- **SET PROBLEM 1**
Render the records as a numbered list, leaving out blank lines, covering only the stretch from the start of the records through the line that contains "point(684, 212)", with both ends included.

- **PROVIDED TEXT**
((

You are to take care that eligible bail is not, on any PRETENCE,
rejected; for the laws have put it out of the sheriffs power to refuse
such bail as APPEAR responsible for the debt at the TIME it is offered,
nor does the law call on the sheriff, should such bail subsequently
become insolvent; notwithstanding the contrary doctrine of bailiffs and
pettyfogging attornies.

You are to take care, that for a bail-bond to a bill of Middlesex, that
one guinea _per_ hundred is not extorted, which is the common practice.

You should totally abolish the imposition of making a prisoner pay half a
crown, but oftener five shillings, for searching the office of Middlesex;
which is a tax founded on no better authority than the mutual cheat of
bailiff and clerk in office.

You should take care, that no blank warrants go out of the office till
the receipt of the king’s writ.

You should take care, that such writs are sealed before you grant a
warrant on them.

You should take care, that such writs are not altered after sealing.

You should take care, when more persons than one are included in a writ,
that no more than one is put in a warrant.

You should constitute a sworn appraiser of reputation, and take security
for his integrity in the appraisement of all such goods as are seized by
virtue of execution.

You should prevent clerks in office accepting presents from bailiffs, as
such presents cannot be for the public good.

You should take care, that plaintiff and defendant are not BOTH charged
with the expence of arrest, and that too by treble fees.

You should appoint proper persons in Middlesex to take bail-bonds, the
same as in London; but under better regulations.

You should appoint a proper person to superintend lock-up-houses twice a
week, and make returns of such prisoners as remain for want of bail, and
the names of such bail as HAVE been by them OFFERED to the bailiff.

You should regulate the expence of lock-up-houses, and have those
regulations hung up for the INSPECTION of prisoners.

YOU SHOULD PREVENT ANY OFFICER KEEPING A LOCK-UP-HOUSE, OR HAVING ANY
INTEREST THEREIN.

To enumerate ALL the frauds and artifices practised by these _gentlemen_
would swell this Letter to a voluminous size.  Suffice it therefore, that
I have pointed out more malpractices than you will easily rectify, or
could have comprehended from COMMON report, notwithstanding you conceived
them to be both numerous and flagrant.

Having thus far shewn what is practised in open defiance of all laws
human and divine, it will not be improper to remark how far these
outrages are carefully prohibited by the strict letter of the laws now in
force.

No arrest is lawful, unless the bailiff absolutely lay his hand on the
defendant; for the writs express arrest by the words CAPIAS, ATTACHIAS,
that is, to take and catch-hold; therefore, breaking open doors to make
an arrest is no more lawful than breaking them to commit a burglary; for
every act of violence is unlawful till the arrest be made and complete.

))

- **SET PROBLEM 2**
According to the letter, why is breaking open doors to make an arrest unlawful?

- **GIVEN ENTRIES**
((

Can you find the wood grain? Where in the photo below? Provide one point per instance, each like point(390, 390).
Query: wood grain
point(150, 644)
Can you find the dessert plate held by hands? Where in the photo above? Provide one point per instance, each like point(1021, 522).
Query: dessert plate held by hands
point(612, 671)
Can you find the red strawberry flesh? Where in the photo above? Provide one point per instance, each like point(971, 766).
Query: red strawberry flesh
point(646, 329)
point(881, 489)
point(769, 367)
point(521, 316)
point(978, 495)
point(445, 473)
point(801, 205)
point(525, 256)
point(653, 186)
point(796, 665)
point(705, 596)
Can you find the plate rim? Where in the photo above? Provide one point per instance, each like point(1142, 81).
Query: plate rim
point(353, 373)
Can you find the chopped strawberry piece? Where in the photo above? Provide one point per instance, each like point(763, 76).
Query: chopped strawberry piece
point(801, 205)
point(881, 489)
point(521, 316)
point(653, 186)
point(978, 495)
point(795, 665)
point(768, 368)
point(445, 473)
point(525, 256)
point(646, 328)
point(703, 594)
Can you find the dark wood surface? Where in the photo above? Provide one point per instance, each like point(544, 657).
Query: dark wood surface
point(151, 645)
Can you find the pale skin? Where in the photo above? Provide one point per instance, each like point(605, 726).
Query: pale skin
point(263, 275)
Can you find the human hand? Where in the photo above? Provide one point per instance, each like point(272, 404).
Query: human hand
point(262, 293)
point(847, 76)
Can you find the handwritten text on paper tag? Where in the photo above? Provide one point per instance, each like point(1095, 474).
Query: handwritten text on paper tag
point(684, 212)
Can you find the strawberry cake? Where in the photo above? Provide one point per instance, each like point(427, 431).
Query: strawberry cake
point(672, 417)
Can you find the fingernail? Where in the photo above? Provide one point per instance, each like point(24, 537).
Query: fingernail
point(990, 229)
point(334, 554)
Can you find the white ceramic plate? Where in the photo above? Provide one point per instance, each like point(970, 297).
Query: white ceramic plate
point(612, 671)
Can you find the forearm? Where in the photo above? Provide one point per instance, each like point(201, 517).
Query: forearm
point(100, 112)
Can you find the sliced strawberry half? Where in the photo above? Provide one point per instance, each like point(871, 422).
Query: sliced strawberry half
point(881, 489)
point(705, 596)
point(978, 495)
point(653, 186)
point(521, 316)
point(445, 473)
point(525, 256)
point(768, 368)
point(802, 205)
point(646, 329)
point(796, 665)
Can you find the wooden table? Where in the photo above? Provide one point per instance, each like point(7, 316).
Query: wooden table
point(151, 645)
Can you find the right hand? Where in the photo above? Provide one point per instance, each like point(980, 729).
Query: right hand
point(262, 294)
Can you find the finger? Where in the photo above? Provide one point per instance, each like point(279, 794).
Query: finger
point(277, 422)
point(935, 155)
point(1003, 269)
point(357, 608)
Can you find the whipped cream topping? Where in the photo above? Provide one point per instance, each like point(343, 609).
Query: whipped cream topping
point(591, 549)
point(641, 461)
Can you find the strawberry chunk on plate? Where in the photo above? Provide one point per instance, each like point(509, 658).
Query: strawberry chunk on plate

))

- **EXERCISE SOLUTION 1**
1. Can you find the wood grain? Where in the photo below? Provide one point per instance, each like point(390, 390).
2. Query: wood grain
3. point(150, 644)
4. Can you find the dessert plate held by hands? Where in the photo above? Provide one point per instance, each like point(1021, 522).
5. Query: dessert plate held by hands
6. point(612, 671)
7. Can you find the red strawberry flesh? Where in the photo above? Provide one point per instance, each like point(971, 766).
8. Query: red strawberry flesh
9. point(646, 329)
10. point(881, 489)
11. point(769, 367)
12. point(521, 316)
13. point(978, 495)
14. point(445, 473)
15. point(801, 205)
16. point(525, 256)
17. point(653, 186)
18. point(796, 665)
19. point(705, 596)
20. Can you find the plate rim? Where in the photo above? Provide one point per instance, each like point(1142, 81).
21. Query: plate rim
22. point(353, 373)
23. Can you find the chopped strawberry piece? Where in the photo above? Provide one point per instance, each like point(763, 76).
24. Query: chopped strawberry piece
25. point(801, 205)
26. point(881, 489)
27. point(521, 316)
28. point(653, 186)
29. point(978, 495)
30. point(795, 665)
31. point(768, 368)
32. point(445, 473)
33. point(525, 256)
34. point(646, 328)
35. point(703, 594)
36. Can you find the dark wood surface? Where in the photo above? Provide one point per instance, each like point(544, 657).
37. Query: dark wood surface
38. point(151, 645)
39. Can you find the pale skin? Where in the photo above? Provide one point per instance, each like point(605, 726).
40. Query: pale skin
41. point(263, 275)
42. Can you find the human hand? Where in the photo above? Provide one point per instance, each like point(272, 404).
43. Query: human hand
44. point(262, 293)
45. point(847, 76)
46. Can you find the handwritten text on paper tag? Where in the photo above? Provide one point per instance, each like point(1095, 474).
47. Query: handwritten text on paper tag
48. point(684, 212)

- **EXERCISE SOLUTION 2**
An arrest is lawful only when the bailiff actually lays a hand on the defendant, because the writs express arrest with the words CAPIAS and ATTACHIAS, meaning to take and catch hold. Every act of violence is unlawful until the arrest is made and complete. Breaking doors to arrest someone is therefore no more lawful than breaking them to commit a burglary.